-------- SUPPLIED MATERIAL

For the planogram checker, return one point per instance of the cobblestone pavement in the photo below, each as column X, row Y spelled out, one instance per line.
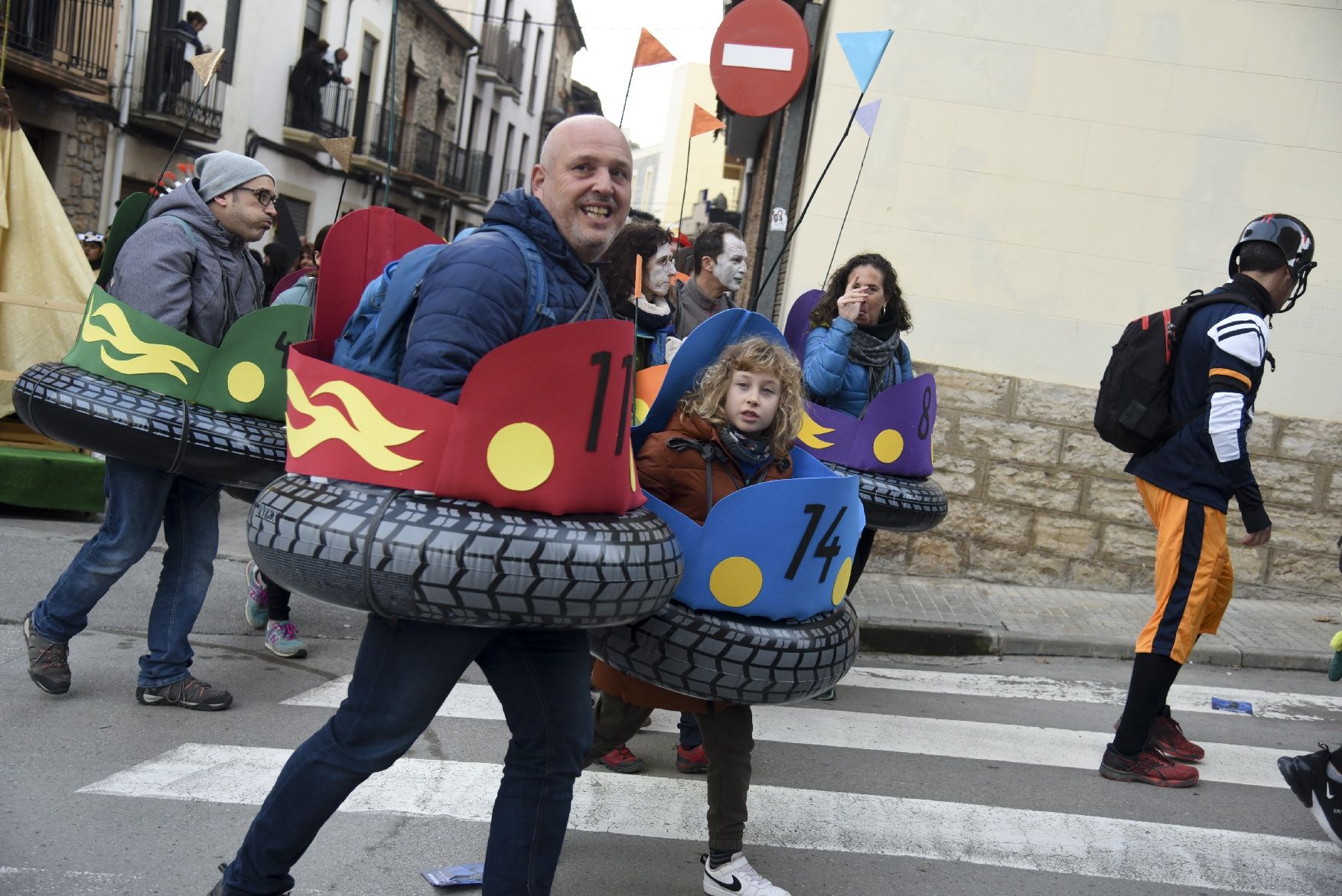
column 963, row 616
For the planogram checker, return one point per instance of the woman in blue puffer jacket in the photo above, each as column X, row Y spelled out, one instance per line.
column 854, row 349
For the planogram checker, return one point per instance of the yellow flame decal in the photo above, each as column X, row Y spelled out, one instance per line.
column 811, row 432
column 147, row 357
column 365, row 429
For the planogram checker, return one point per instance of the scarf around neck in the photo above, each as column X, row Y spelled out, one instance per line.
column 752, row 454
column 875, row 347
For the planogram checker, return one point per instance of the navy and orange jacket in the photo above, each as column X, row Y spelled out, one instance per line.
column 1217, row 372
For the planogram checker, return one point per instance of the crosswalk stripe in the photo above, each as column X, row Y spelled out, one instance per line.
column 795, row 819
column 824, row 727
column 1269, row 705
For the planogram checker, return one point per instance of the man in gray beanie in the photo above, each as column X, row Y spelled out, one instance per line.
column 187, row 266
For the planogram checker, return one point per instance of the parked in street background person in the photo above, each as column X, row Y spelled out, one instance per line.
column 183, row 43
column 274, row 267
column 188, row 267
column 855, row 350
column 1187, row 484
column 266, row 605
column 474, row 297
column 740, row 420
column 311, row 74
column 720, row 267
column 93, row 246
column 646, row 302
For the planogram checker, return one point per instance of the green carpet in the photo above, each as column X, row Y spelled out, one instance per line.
column 51, row 479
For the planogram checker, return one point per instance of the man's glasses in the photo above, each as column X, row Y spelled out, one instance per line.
column 263, row 196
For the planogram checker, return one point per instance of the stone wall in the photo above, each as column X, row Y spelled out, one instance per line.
column 80, row 174
column 1036, row 498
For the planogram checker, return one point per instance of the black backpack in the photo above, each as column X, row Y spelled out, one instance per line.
column 1133, row 411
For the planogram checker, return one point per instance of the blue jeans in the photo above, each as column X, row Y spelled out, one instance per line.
column 690, row 734
column 138, row 499
column 403, row 673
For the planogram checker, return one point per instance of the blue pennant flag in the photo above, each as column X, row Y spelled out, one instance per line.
column 865, row 50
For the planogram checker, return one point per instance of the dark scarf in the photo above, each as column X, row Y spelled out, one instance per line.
column 752, row 454
column 875, row 347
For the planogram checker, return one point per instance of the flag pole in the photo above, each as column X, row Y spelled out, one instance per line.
column 679, row 220
column 626, row 105
column 792, row 233
column 838, row 239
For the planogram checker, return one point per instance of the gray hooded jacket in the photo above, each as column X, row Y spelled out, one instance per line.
column 199, row 282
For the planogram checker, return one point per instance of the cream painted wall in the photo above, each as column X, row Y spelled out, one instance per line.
column 1044, row 171
column 690, row 85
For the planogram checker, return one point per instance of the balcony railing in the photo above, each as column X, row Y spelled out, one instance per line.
column 502, row 57
column 375, row 135
column 455, row 161
column 168, row 85
column 325, row 112
column 73, row 37
column 478, row 174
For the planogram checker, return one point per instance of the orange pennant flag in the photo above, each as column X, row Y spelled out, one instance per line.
column 650, row 51
column 703, row 121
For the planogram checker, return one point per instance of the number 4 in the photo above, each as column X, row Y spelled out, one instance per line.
column 826, row 550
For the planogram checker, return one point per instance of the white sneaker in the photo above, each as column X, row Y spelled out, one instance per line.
column 737, row 879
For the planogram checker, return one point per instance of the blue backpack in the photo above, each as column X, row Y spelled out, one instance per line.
column 373, row 340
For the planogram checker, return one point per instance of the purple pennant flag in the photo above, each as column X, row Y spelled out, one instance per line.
column 867, row 116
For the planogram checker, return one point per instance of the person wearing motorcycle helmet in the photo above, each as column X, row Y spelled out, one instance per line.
column 1292, row 238
column 1188, row 481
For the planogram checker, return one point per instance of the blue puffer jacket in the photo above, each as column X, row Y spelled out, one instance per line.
column 838, row 383
column 474, row 297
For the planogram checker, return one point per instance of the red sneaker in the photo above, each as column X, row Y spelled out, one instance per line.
column 1168, row 737
column 621, row 760
column 1151, row 766
column 692, row 762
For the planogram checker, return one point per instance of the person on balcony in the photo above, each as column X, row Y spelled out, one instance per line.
column 181, row 44
column 306, row 82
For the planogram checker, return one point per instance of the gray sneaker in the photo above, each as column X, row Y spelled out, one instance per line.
column 190, row 694
column 49, row 663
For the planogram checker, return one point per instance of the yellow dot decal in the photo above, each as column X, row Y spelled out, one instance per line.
column 521, row 456
column 736, row 581
column 889, row 445
column 842, row 581
column 246, row 381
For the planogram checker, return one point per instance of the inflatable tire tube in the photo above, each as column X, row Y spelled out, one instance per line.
column 242, row 493
column 718, row 657
column 462, row 562
column 897, row 503
column 83, row 409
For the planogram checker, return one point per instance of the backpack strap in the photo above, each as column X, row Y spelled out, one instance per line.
column 537, row 290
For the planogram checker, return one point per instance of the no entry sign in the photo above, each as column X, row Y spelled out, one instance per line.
column 760, row 57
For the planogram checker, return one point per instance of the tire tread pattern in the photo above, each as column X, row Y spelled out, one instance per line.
column 80, row 408
column 717, row 657
column 462, row 562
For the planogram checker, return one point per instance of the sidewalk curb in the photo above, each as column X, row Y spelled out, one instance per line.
column 886, row 636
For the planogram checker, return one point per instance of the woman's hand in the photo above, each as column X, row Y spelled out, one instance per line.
column 851, row 302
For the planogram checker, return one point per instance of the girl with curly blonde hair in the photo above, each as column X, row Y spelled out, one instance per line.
column 733, row 429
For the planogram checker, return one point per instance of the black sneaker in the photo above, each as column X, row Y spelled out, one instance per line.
column 49, row 663
column 1317, row 781
column 220, row 891
column 191, row 694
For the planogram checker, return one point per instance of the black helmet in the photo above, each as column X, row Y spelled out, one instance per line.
column 1292, row 236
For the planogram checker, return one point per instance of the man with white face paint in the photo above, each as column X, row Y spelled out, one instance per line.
column 720, row 267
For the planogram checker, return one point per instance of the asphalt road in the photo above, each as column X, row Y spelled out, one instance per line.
column 923, row 777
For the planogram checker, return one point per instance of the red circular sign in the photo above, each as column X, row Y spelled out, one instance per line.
column 760, row 57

----------------

DO THIS ::
Switch each "planogram checker" in the data above to "shelf layout auditor" and leave every other line and word as it is. Omit the pictures from your output.

ANSWER ::
For the shelf layout auditor, return one point per instance of the cobblestone pavement in the photo below, each as column X, row Y spelled out, one instance per line.
column 963, row 616
For the shelf layout auditor, return one point per instance of the woman in blue puffer jacket in the photo above, each as column X, row Y spelled out, one instance per line.
column 854, row 349
For the shelf layout auditor, return one point per instance of the yellow flame decal in the photo above, each as column X, row Y spelled out, one instance per line.
column 811, row 432
column 147, row 357
column 365, row 429
For the shelf layout auditor, return one point per instance of the scarf around neck in the photo above, each as column X, row Y spelled out, one instance per line.
column 752, row 454
column 875, row 347
For the shelf layout auditor, return one point per instance of the navy and orange jacket in the photo above, each as column X, row Y spelled out, one instance per line.
column 1217, row 372
For the shelf layout auditor, return one point per instance of the crosswalk stripe in the photo above, each as column X, row Y spelled out, one instance per line.
column 795, row 819
column 824, row 727
column 1269, row 705
For the shelf layout auditor, return one point per instance of the man in gray beanie in the photo above, each as column X, row Y spelled out, one instance per line.
column 187, row 266
For the shelf layout auditor, return one point per instance of the parked in street background person in the photo above, each as column X, row Y spelled out, one instance per line.
column 183, row 43
column 274, row 267
column 188, row 267
column 855, row 350
column 1187, row 484
column 266, row 605
column 474, row 297
column 740, row 420
column 311, row 74
column 720, row 267
column 93, row 246
column 646, row 302
For the shelf layout auditor, return one point per instance of the green carpet in the photo above, each as column X, row Y spelled out, one instance per line.
column 51, row 479
For the shelf layout auditor, return one point per instance of the man's glasses in the photo above, each as column X, row Y spelled out, one instance per line.
column 263, row 196
For the shelf layout auditor, return one point per instance of the stone wall in the photo above, each as column X, row Y spelled out, one instance per line.
column 80, row 174
column 1036, row 498
For the shelf layout auditor, return one point per instance of the black backpack in the photo above, each as column X, row Y spelled out, one instance per line.
column 1133, row 411
For the shelf layout auditor, return one point per instance of the blue jeans in the photo above, each as column X, row Y spelled out, one instance per line.
column 690, row 734
column 138, row 499
column 403, row 673
For the shelf layout auditor, return one point per instance of the blue pennant flag in the photo above, each as column X, row Y spelled out, one instance per line.
column 865, row 50
For the shelf layout auditor, return one point per instance of the dark scarf in the photo above, each as column X, row Y spelled out, one instance per line.
column 752, row 454
column 875, row 347
For the shelf layout auditor, return one point per instance of the flag pole in the photo above, each as column X, row Y spelled out, one instance per line.
column 679, row 220
column 626, row 105
column 792, row 233
column 838, row 239
For the shelf layout auditor, return one point per instance of the gray hooded jacket in the photo above, each as column X, row Y spelled out, one instance per line.
column 199, row 282
For the shelf layout auditor, return one point per instance of the cream painted wall in the photo above, each as column X, row Y spelled out, one instance per line.
column 1044, row 171
column 690, row 85
For the shelf layout auditor, return one point per instance of the balcony railing in the photo above, each as column X, row Y spelled out, one instance per line.
column 502, row 57
column 375, row 135
column 455, row 161
column 168, row 85
column 325, row 112
column 73, row 37
column 478, row 174
For the shelf layout auditor, return one point per instance of the orange pennant flag in the photo above, each as column X, row Y spelled out, one instance per line.
column 650, row 51
column 703, row 121
For the shelf layout auditor, return one point per instance of the number 4 in the photo above, each as column X, row Y spelled out, one instance per line.
column 826, row 550
For the shelf layout auditor, return one point per instance of the white sneaker in the photo above, each as column X, row Y spelled out, one instance per line.
column 737, row 879
For the shelf layout auditor, return one point per instance of the blue backpack in the photo above, each as column X, row Y spelled out, one instance per line.
column 373, row 340
For the shelf layout auditor, return one point per instance of the purple pennant flag in the photo above, each as column X, row Y spelled out, one instance per line.
column 867, row 116
For the shelf layout auditor, return one point per instance of the person wearing motorcycle helmet in the photo above, each as column X, row Y spelled out, one instance per line.
column 1292, row 238
column 1188, row 481
For the shelf layout auditor, return one point per instance of the blue puffer jacket in the photo above, each as column X, row Y spelled out, one instance per line.
column 838, row 383
column 474, row 297
For the shelf layout auditor, return one point per instance of the red sneaker in the photo above, each as column X, row Y spelled out, one instance per line.
column 1168, row 737
column 621, row 760
column 1151, row 766
column 692, row 762
For the shelf layout auditor, return one point per instance of the person on balcony in the photo above, each as column X, row Y spelled out, one instance per line.
column 181, row 44
column 306, row 82
For the shelf layout auditor, return one point per instance of the gray sneaker in the photo above, each as column X, row Y spelled out, one instance per line.
column 190, row 694
column 49, row 663
For the shelf layout auditor, return one point per instance of the yellow dot decal in the photo above, each as column X, row Y spelled out, one instance per line.
column 521, row 456
column 736, row 581
column 889, row 445
column 842, row 581
column 246, row 381
For the shelf layout auditor, return one point per instance of the inflatable tire tube in the photo above, each as column X, row Y spelled out, one instance per line.
column 242, row 493
column 718, row 657
column 462, row 562
column 897, row 503
column 83, row 409
For the shelf layout auditor, return one point per instance of the backpack strap in the photo above, each as column X, row Y spelled out, one instance per line.
column 537, row 290
For the shelf layout auditor, return one point per instance of the no entry sign in the photo above, each as column X, row Y spelled out, one instance per line.
column 760, row 57
For the shelf layout auditor, return one point per instance of the tire tread pattern in the photo above, each as column X, row Y spelled out, one instance per line.
column 80, row 408
column 717, row 657
column 462, row 562
For the shelf layout auditor, return one point per instance of the sidewalk curb in the photo above, each as column X, row Y spelled out, one instance per line.
column 886, row 636
For the shelf layout auditor, return one point per instance of the woman's hand in the photo above, each as column X, row Y spelled out, one instance per line.
column 851, row 302
For the shelf layout auditor, return one point per instance of the girl with curly blonde hair in the photo above, each as column X, row Y spelled out, one instance per line.
column 733, row 429
For the shelf layout auditor, return one point per instance of the black sneaker in the photo above, each as column X, row Y spelled out, one instance per line.
column 49, row 663
column 1317, row 781
column 220, row 891
column 191, row 694
For the shelf layout auditor, return one point per instance of the black helmet in the photo above, each as column X, row Y spelled out, one instance per line.
column 1292, row 236
For the shelf layout auditor, return one point per instance of the man with white face paint in the photo above, each as column X, row Y spelled out, one instance per line.
column 720, row 267
For the shelf layout auditor, return one point per instance of the asphalt road in the photo above, each as column X, row Y spelled out, one instance per line.
column 923, row 777
For the shelf layout auditor, return one point per instance of the red circular sign in the photo above, each as column X, row Y spelled out, one instance per line.
column 760, row 57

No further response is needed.